++++ Excerpt provided

Figure 4: Illustration of explicit mesh-level loss.

Our topological unification framework enables direct supervision on mesh attributes, _i.e_., topology, vertex positions, and surface orientations, as illustrated in Fig.[4](https://arxiv.org/html/2603.24278#S3.F4 "Figure 4 ‣ 3.2 Explicit Mesh-Level Loss ‣ 3 Method ‣ TopoMesh: High-Fidelity Mesh Autoencoding via Topological Unification"). Rather than supervising intermediate representations such as SDF values, our losses operate directly on the output mesh. Topology is supervised via occupancy o at grid corners, while vertex and normal losses drive the optimization of all geometric parameters (u, \alpha, \beta, \delta) to produce accurate geometry.

Topology Loss. We supervise occupancy o at grid corners with Binary Cross-Entropy (BCE) Loss against the ground-truth signs o_{\text{gt}}:

\mathcal{L}_{\text{topo}}=\text{BCE}(o,o_{\text{gt}})(6)

++++++++
++++ Dataset

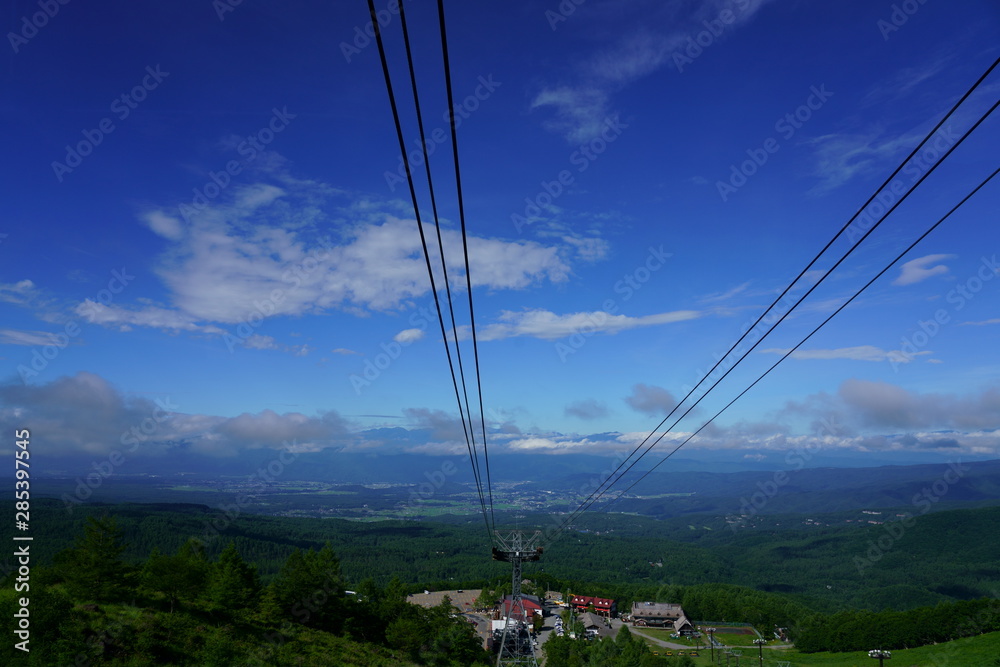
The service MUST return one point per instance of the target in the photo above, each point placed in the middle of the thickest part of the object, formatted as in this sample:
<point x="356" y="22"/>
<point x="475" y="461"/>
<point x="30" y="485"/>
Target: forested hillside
<point x="825" y="567"/>
<point x="91" y="606"/>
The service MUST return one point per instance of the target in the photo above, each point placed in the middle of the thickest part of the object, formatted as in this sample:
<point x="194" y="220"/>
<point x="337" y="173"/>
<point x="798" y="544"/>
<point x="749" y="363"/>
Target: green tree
<point x="93" y="568"/>
<point x="233" y="584"/>
<point x="181" y="576"/>
<point x="309" y="589"/>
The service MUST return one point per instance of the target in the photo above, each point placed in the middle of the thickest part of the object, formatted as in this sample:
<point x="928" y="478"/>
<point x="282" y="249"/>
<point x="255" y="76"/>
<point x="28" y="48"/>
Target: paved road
<point x="664" y="644"/>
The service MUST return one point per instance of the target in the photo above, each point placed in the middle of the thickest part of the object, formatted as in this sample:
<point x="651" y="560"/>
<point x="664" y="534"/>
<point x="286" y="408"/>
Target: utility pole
<point x="515" y="644"/>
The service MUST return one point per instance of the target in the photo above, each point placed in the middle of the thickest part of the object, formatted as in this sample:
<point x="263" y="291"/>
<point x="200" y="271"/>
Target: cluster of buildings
<point x="661" y="615"/>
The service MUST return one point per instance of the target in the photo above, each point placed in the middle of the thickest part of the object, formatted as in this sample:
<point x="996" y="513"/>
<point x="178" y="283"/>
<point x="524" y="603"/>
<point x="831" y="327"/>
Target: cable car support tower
<point x="515" y="645"/>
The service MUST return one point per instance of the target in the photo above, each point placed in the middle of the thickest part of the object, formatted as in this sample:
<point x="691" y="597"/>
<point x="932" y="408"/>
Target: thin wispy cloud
<point x="546" y="325"/>
<point x="922" y="268"/>
<point x="856" y="353"/>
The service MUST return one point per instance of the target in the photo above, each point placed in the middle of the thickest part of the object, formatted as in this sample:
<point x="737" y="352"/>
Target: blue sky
<point x="204" y="212"/>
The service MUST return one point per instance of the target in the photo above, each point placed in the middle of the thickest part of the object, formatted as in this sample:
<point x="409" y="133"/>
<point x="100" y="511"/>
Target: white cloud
<point x="841" y="157"/>
<point x="149" y="316"/>
<point x="918" y="270"/>
<point x="258" y="253"/>
<point x="581" y="109"/>
<point x="22" y="337"/>
<point x="165" y="225"/>
<point x="408" y="336"/>
<point x="725" y="296"/>
<point x="19" y="292"/>
<point x="651" y="400"/>
<point x="586" y="409"/>
<point x="856" y="353"/>
<point x="547" y="325"/>
<point x="258" y="342"/>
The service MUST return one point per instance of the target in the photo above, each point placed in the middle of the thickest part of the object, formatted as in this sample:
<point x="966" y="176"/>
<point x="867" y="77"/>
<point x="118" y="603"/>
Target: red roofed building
<point x="602" y="606"/>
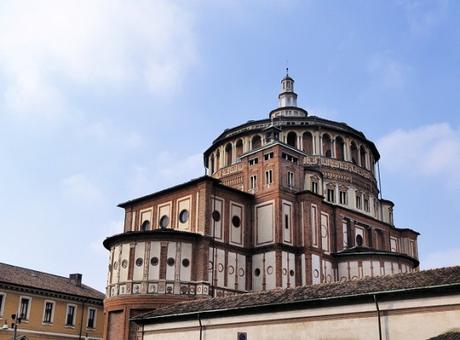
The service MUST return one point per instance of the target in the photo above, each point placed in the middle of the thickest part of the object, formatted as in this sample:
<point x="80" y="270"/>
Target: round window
<point x="216" y="216"/>
<point x="164" y="221"/>
<point x="236" y="221"/>
<point x="183" y="216"/>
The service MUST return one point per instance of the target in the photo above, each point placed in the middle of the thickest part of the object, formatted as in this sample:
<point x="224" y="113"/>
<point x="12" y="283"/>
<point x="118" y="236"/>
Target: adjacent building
<point x="49" y="306"/>
<point x="418" y="305"/>
<point x="290" y="200"/>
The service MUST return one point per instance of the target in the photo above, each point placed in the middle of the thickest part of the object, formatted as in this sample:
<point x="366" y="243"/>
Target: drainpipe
<point x="378" y="317"/>
<point x="81" y="319"/>
<point x="201" y="326"/>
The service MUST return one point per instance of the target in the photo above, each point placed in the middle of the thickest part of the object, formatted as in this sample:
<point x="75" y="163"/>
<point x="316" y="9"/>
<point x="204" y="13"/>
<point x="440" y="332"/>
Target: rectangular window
<point x="268" y="177"/>
<point x="268" y="156"/>
<point x="358" y="202"/>
<point x="48" y="312"/>
<point x="286" y="221"/>
<point x="70" y="315"/>
<point x="345" y="234"/>
<point x="91" y="318"/>
<point x="253" y="161"/>
<point x="253" y="182"/>
<point x="325" y="232"/>
<point x="314" y="187"/>
<point x="290" y="179"/>
<point x="393" y="243"/>
<point x="314" y="232"/>
<point x="366" y="204"/>
<point x="289" y="158"/>
<point x="2" y="303"/>
<point x="24" y="308"/>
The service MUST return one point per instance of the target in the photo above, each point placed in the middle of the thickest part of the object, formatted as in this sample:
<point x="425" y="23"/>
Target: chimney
<point x="75" y="279"/>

++++++++

__Problem set__
[A] Which mesh attributes does the framework in the excerpt on explicit mesh-level loss supervise directly? List them.
[B] According to the excerpt on explicit mesh-level loss, which loss is used to supervise occupancy at grid corners?
The records have nothing to do with what is asked here.

__Responses to the exercise__
[A] Topology, vertex positions, and surface orientations.

[B] Binary Cross-Entropy (BCE) Loss, against the ground-truth signs.